REQUIREMENT 1 ::
Answer these three questions using the forum thread on checking coffee beans, and mark your answers (a), (b) and (c).
(a) Into what does Kman10 say beans should be emptied before any go into the grinder?
(b) What can one rogue stone cause, according to The Systemic Kid?
(c) In what year does DavecUK say the linked grinder page was written?
REQUIREMENT 2 ::
Carry the forum thread on checking coffee beans forward from its final line.

SOURCE EXCERPT ::

───

# Always check your beans



## Kman10 (Sep 3, 2014)

always empty your beans into a bowl before adding any to your grinder, will save you money


----------



## stevogums (May 8, 2013)

Ouch ! New set of burrs please .


----------



## DoubleShot (Apr 23, 2014)

I've been doing this since day one after reading a post by dfk41 I believe it was. Thankfully not found any foreign objects amongst the beans thus far but it's deffo worth a few minutes of my time just to be on the safe side!


----------



## cracker666 (Jan 17, 2015)

Ummmm adds to the taste if not checked.


----------



## The Systemic Kid (Nov 23, 2012)

Only takes one rogue stone to slip through and cause irreparable burr damage. Get to check beans before dosing or filling the hopper.


----------



## Lefteye (Dec 30, 2014)

I love Rocky Mountain coffee


----------



## DavecUK (Aug 6, 2013)

Totally agree

http://coffeetime.wikidot.com/looking-after-your-grinder

I wrote the above back in 2008...


----------



## alip_93 (Feb 28, 2015)

How would a stone get into a bag of freshly roasted coffee anyway? I've never found one in any other food product so why coffee?


----------



## Chris_on_caffeine (Jul 21, 2012)

───

Excerpts of location labeling data:
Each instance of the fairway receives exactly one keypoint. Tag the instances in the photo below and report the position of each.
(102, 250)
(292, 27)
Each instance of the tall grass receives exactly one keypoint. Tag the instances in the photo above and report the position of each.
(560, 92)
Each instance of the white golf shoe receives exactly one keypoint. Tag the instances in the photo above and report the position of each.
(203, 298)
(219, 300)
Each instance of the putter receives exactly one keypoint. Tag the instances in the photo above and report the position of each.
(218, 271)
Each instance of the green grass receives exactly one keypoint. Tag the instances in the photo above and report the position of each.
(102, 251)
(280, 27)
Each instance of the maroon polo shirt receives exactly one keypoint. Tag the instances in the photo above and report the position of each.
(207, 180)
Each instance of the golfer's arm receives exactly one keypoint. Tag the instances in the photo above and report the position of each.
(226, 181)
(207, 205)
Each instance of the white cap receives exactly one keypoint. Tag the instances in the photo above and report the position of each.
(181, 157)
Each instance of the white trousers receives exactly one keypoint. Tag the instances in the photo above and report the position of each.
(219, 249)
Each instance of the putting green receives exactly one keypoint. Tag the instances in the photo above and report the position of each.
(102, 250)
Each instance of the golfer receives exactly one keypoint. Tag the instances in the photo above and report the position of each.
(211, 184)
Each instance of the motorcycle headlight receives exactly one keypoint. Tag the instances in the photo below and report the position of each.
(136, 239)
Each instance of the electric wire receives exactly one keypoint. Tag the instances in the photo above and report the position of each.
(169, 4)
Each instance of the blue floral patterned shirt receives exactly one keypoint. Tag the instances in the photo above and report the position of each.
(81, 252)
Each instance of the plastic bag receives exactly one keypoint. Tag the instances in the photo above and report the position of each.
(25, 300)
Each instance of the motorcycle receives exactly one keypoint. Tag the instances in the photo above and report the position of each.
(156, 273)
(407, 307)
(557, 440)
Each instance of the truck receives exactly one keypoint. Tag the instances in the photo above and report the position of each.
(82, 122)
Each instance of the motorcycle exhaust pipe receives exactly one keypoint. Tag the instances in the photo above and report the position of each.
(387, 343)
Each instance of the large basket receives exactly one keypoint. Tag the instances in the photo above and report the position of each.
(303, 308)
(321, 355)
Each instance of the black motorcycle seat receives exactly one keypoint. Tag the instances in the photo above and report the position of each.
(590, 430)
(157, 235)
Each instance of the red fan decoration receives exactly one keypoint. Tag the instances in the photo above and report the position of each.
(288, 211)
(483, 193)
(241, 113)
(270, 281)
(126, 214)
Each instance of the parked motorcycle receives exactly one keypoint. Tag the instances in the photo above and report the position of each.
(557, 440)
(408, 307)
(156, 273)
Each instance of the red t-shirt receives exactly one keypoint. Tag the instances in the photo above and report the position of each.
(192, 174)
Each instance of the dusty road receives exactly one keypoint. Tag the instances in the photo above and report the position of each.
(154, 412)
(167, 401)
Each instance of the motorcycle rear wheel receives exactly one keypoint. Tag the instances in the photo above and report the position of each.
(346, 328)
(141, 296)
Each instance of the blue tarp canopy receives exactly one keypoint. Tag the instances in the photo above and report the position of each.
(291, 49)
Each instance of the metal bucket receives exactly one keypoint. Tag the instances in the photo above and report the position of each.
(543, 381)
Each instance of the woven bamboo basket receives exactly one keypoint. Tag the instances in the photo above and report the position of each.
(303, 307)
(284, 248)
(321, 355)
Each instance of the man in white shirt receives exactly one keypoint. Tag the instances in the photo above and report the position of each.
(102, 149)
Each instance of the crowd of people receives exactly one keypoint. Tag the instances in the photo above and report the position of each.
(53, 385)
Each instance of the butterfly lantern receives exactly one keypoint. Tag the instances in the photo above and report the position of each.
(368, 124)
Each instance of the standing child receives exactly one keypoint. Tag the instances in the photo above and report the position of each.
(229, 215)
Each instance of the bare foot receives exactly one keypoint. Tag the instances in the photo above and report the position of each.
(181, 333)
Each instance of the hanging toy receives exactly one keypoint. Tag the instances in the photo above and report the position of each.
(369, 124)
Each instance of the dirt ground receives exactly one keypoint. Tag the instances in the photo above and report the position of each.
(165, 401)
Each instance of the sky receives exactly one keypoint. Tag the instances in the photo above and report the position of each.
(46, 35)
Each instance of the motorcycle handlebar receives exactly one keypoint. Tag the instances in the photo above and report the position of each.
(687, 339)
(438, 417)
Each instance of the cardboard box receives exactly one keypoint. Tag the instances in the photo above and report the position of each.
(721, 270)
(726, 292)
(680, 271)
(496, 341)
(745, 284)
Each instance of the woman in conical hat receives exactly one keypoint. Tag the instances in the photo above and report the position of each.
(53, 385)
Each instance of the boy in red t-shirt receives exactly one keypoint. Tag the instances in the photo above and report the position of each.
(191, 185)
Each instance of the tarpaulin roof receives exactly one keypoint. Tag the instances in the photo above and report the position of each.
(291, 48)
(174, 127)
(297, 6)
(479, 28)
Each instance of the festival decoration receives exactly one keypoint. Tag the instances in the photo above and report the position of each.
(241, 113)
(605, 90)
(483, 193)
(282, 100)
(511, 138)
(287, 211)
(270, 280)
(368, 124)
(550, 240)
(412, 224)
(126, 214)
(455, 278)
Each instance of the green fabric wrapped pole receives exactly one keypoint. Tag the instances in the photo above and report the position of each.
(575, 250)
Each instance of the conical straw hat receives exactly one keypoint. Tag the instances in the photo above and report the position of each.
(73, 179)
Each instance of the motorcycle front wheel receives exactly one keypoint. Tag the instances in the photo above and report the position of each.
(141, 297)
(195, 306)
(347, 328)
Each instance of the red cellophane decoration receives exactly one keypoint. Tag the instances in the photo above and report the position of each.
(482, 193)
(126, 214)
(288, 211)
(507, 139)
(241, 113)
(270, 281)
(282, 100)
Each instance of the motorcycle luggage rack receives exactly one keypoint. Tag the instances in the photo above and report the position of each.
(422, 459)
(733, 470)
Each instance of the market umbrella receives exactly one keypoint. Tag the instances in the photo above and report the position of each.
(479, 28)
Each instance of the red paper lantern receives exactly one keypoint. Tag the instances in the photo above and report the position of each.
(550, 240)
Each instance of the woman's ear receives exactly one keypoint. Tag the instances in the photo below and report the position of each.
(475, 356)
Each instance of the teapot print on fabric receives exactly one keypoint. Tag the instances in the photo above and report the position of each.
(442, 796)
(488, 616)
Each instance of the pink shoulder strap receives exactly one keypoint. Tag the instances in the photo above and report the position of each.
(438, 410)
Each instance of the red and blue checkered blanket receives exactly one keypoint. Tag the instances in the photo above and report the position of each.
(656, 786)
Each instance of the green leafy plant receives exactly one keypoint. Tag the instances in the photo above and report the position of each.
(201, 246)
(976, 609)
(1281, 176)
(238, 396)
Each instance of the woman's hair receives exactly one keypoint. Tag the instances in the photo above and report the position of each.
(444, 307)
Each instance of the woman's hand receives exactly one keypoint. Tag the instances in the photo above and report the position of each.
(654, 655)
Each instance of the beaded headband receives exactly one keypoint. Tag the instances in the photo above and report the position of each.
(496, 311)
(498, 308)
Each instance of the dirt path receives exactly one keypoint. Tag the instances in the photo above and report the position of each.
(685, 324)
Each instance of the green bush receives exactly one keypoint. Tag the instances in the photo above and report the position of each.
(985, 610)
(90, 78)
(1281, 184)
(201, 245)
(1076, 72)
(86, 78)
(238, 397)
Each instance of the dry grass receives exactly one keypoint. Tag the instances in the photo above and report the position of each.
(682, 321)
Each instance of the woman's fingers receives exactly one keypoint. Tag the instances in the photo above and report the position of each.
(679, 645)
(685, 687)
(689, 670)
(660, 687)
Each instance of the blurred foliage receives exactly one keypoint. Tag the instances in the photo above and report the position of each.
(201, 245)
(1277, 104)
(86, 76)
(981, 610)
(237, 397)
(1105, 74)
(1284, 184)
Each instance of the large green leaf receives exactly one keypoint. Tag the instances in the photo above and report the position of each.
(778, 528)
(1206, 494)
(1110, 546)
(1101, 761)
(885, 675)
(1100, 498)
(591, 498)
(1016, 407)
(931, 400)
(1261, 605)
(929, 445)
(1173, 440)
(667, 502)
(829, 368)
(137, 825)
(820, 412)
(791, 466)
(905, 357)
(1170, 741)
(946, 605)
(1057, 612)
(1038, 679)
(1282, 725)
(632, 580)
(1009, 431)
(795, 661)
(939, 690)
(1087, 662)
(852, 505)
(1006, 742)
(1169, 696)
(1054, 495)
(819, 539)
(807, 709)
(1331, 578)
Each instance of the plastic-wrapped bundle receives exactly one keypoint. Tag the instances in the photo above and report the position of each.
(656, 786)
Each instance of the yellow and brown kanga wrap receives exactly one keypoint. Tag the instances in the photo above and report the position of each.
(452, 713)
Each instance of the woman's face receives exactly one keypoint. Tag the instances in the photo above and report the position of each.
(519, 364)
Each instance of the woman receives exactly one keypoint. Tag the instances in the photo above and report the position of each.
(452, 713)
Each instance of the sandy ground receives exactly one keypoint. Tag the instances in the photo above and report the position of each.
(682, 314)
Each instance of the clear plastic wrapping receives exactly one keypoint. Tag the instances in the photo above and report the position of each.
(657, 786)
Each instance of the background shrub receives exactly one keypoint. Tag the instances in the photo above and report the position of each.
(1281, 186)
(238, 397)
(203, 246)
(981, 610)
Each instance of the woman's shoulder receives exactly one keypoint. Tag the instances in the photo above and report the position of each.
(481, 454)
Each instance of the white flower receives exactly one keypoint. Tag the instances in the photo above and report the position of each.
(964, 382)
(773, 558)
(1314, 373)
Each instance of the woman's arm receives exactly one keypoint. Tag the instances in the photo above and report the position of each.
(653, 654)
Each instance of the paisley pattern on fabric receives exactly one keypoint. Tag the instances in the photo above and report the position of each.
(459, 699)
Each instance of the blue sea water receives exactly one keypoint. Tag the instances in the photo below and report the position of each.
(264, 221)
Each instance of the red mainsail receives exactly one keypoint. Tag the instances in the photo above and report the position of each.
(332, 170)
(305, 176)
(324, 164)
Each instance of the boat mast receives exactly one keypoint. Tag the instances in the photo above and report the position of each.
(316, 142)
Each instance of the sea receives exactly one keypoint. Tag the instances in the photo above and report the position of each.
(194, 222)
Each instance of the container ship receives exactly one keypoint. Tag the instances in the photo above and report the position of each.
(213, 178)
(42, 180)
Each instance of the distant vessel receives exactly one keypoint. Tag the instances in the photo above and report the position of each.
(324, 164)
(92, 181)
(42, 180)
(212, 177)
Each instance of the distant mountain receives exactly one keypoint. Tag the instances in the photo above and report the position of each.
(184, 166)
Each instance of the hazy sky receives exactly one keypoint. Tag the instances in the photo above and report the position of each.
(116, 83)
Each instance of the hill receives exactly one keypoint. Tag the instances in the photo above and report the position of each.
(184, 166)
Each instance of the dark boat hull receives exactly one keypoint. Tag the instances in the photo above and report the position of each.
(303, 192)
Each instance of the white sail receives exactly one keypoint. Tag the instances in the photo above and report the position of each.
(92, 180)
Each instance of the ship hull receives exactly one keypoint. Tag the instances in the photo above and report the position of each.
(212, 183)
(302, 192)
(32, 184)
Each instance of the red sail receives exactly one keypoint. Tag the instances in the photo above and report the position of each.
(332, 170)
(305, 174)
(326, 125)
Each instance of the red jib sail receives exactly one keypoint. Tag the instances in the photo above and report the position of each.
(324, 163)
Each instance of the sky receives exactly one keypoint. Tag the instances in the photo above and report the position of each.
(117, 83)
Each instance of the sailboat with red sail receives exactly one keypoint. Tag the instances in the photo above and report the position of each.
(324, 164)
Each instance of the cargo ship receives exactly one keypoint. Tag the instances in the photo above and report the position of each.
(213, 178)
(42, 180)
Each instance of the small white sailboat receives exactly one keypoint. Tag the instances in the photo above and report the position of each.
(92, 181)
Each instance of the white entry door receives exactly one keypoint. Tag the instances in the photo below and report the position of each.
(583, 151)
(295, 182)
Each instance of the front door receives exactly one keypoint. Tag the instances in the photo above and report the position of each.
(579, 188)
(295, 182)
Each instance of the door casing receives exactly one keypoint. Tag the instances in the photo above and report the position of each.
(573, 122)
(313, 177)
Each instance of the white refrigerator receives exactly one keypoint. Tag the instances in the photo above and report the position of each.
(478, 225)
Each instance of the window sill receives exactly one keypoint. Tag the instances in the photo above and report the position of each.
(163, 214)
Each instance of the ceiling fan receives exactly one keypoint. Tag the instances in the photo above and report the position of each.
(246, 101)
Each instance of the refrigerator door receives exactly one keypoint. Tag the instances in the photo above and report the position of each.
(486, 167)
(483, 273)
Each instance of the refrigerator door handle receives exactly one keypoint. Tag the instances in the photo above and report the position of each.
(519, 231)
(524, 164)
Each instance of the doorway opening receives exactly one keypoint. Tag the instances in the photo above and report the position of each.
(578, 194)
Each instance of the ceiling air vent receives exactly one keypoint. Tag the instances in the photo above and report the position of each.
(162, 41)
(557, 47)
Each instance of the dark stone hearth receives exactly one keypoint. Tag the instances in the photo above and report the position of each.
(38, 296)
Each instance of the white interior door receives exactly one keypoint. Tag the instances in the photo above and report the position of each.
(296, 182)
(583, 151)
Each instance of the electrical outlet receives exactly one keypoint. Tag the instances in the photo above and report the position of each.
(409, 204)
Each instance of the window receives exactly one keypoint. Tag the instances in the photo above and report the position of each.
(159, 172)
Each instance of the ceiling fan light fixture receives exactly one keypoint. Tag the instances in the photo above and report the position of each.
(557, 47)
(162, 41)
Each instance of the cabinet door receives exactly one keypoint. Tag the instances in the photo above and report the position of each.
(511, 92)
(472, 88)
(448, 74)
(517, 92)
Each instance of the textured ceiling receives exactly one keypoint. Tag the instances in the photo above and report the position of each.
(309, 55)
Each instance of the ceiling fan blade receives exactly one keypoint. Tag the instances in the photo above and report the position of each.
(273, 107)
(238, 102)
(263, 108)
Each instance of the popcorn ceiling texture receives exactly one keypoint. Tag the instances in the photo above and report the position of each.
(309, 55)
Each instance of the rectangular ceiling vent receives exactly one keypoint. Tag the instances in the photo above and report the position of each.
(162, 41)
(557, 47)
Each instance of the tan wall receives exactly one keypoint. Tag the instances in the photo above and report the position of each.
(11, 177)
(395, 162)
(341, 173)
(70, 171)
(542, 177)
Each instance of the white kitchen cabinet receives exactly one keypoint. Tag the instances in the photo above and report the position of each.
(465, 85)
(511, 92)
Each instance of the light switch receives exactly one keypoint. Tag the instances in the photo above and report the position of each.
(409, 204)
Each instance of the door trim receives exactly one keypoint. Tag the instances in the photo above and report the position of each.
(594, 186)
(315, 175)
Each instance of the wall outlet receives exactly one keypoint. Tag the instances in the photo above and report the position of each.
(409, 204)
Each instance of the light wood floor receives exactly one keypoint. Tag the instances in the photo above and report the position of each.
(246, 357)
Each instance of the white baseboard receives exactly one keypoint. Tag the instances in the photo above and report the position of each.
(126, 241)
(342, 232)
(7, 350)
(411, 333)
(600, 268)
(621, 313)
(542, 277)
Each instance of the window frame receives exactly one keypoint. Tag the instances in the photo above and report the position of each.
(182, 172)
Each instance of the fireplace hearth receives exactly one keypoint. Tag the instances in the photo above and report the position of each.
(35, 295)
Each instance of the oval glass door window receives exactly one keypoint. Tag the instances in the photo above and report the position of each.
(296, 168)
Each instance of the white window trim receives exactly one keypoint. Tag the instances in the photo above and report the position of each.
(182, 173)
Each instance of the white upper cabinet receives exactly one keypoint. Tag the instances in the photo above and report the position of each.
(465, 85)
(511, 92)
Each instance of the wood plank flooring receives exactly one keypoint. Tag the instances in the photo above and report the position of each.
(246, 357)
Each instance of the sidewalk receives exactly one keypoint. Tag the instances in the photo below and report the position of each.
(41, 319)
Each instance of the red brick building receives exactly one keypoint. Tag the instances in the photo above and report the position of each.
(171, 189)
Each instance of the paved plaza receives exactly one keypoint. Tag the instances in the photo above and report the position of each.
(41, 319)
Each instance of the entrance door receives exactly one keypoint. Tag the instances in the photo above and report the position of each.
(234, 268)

───

ANSWER 1 ::
(a) A bowl.
(b) Irreparable burr damage.
(c) 2008.

ANSWER 2 ::
alip_93 said:


> How would a stone get into a bag of freshly roasted coffee anyway? I've never found one in any other food product so why coffee?


From the coffee farm, swept up from concrete patios etc. Pretty difficult for a roaster to spot tbf.


----------



## Steve7 (Dec 19, 2014)

Who was the supplier?


----------



## 4085 (Nov 23, 2012)

You get stones with coffee. It is a fact and there is nothing you can do about it. More common with green beans you roast yourself but makes you keep your eyes open


----------



## Eyedee (Sep 13, 2010)

Steve7 said:


> Who was the supplier?


This was asked on a previous similar thread, the consensus was that the OP should contact the roaster rather than name him in public. It does no-one any favours to be trashed publicly for this sort of thing.

Ian


----------



## Viernes (Dec 10, 2011)

That rock passing through a €500 EK43 burrs must be an awesome experience...


----------



## Steve7 (Dec 19, 2014)

Eyedee said:


> This was asked on a previous similar thread, the consensus was that the OP should contact the roaster rather than name him in public. It does no-one any favours to be trashed publicly for this sort of thing.
> 
> Ian


Wouldnt put me off buying but may make me look more!

and sometimes naming makes people take more care.

I think we all know this isn't something that signifies incompetence, so it's not naming and trashing a firm for me just finishing off the story with the details!


----------



## Kman10 (Sep 3, 2014)

I wasn't trying to name and shame anybody, I've contacted roaster to inform them of it yesterday but had no response as yet


----------



## jeebsy (May 5, 2013)

Viernes said:


> That rock passing through a €500 EK43 burrs must be an awesome experience...


Rocks don't damage the EK....the EK damages rocks



Steve7 said:


> Who was the supplier?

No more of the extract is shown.